> **Task to carry out**: I would like you to output every record below exactly, apart from the pictures.

Spatial localization data:
⁂
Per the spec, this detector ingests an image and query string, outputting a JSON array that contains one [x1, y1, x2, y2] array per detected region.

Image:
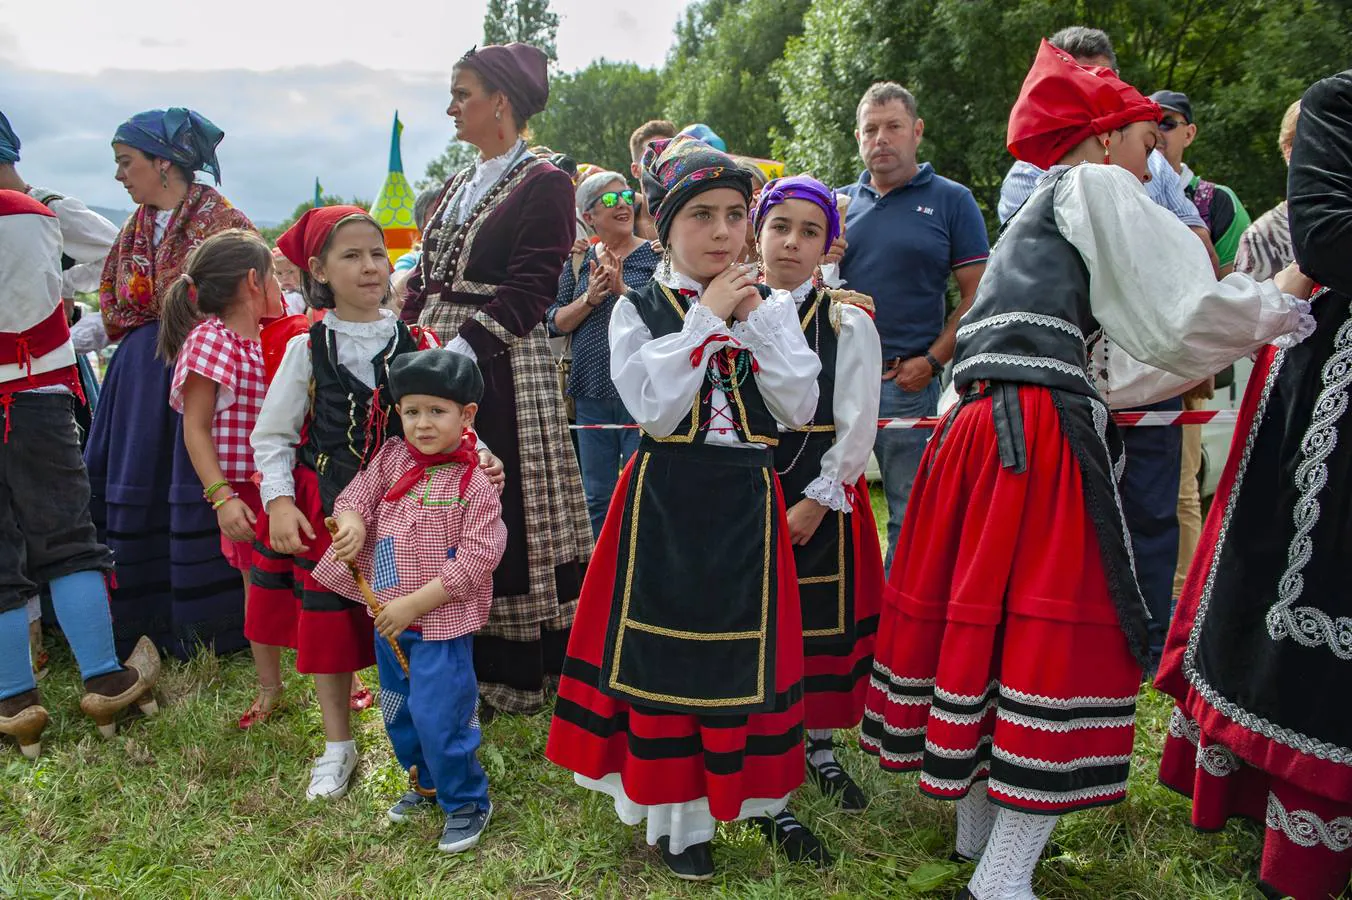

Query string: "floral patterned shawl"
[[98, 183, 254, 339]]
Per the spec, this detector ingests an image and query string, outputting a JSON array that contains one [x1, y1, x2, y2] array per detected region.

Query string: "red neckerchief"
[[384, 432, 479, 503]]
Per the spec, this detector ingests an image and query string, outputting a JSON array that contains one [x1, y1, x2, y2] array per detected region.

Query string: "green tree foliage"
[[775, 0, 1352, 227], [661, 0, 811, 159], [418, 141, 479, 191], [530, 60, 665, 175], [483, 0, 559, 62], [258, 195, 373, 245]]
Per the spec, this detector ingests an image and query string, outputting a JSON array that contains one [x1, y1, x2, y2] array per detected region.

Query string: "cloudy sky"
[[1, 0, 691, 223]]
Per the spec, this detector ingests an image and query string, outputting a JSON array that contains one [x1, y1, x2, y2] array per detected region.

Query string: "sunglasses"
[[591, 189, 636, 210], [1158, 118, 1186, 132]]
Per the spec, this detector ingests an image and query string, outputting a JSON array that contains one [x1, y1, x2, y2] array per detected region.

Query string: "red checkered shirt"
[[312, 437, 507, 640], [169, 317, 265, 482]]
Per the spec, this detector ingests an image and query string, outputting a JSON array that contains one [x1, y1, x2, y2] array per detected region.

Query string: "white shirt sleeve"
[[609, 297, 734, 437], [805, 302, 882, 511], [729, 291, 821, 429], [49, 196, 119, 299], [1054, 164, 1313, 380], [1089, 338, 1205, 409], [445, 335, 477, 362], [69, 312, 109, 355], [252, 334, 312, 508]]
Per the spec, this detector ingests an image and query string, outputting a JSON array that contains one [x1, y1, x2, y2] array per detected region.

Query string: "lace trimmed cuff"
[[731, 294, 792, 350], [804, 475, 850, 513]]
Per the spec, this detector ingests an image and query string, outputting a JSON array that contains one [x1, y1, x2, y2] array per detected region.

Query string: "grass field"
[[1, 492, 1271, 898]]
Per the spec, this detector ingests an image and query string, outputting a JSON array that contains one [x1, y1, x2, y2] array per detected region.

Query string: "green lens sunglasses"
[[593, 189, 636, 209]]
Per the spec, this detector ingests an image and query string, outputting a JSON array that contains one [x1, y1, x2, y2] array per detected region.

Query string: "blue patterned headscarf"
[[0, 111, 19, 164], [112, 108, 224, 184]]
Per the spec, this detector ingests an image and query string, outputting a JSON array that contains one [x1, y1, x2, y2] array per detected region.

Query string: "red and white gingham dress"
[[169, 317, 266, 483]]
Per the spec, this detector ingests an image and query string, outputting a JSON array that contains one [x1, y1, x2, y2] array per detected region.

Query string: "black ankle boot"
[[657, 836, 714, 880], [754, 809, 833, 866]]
⁂
> **Solution to the exercise**:
Per the spec, this detector ingests an image and query string, outputting a JSON array that contains one [x1, y1, x2, y2] array per detected region.

Image:

Query string: "floral patterned shawl"
[[98, 183, 254, 339]]
Per the spec, this detector ingests an image and query string, outputting a JSON array that contains one [x1, y1, x2, y2] array per detected region.

Query string: "red neckerchief"
[[384, 432, 479, 503]]
Per the spec, this detector ingests an image and query string, outputting a JSON array that contains one [x1, y1, x2, y2] array per detected region.

Query string: "green tree foliage"
[[775, 0, 1352, 227], [661, 0, 811, 159], [418, 141, 479, 191], [530, 60, 665, 175], [483, 0, 559, 62], [258, 195, 373, 245]]
Per the spec, this detector ingests an image and query string, outputting a JSON array that contains one [x1, y1, x2, y2] array per detected region.

Query string: "cloudy sky"
[[1, 0, 691, 223]]
Per the spec, this detector ingests an image and query string, outputting a JSON array that contains one [x1, y1, x2, y2] array per detected region.

Query string: "sunglasses"
[[591, 189, 636, 210], [1158, 118, 1186, 132]]
Per the spec, this detector ingests an image and query string, outputting a JSON array that contains one [x1, y1, x2, y2] array per detected region.

Query string: "red checkered shirt"
[[312, 437, 507, 640], [169, 317, 265, 482]]
Per the spec, this detector ingests an image and query string, outputting a JSON array that contains one [x1, y1, x2, y2] array per detected region.

Query string: "white shirt sleeve"
[[609, 297, 734, 437], [805, 302, 882, 511], [729, 291, 821, 429], [49, 196, 119, 299], [1054, 164, 1313, 380], [1089, 338, 1205, 409], [445, 335, 477, 362], [69, 312, 109, 355], [252, 334, 312, 508]]
Per the spec, this detector ingests an image and query string, outputting a JSON array that contains one [x1, y1, x2, y2] array per detected region.

Query string: "lace trimmed cuff"
[[731, 294, 792, 350], [804, 475, 850, 513]]
Per the spec, this detector ingests an image and query string, outputting a JSON array that contains one [x1, y1, x2, y2] array per detected region.

Query string: "grass field"
[[1, 492, 1271, 898]]
Per the spec, this detector ingests an image and query string, outputting a JSON array that contains one [x1, y1, x2, y2] array per detected region.

Query string: "green lens sunglasses"
[[593, 189, 636, 209]]
Per the spec, this detector ingests an image and query string, outputting a JSON array that contains one [x1, y1, x2, y2] array per detected region.

Query string: "blue patterned headscarf"
[[0, 111, 19, 164], [112, 108, 224, 184]]
Per the spec, this detector ingests an image and query string, outputting a JSON array that contains one [x1, y1, x2, y2] array per detected region.

Query string: "red and white gingham dress"
[[169, 317, 266, 483]]
Per the spec, this detector ingests an image and query string, outputting a JSON array that contains one [x1, y1, x2, y2] array per detected region.

Query string: "black ankle boot"
[[657, 836, 714, 880], [754, 809, 833, 866]]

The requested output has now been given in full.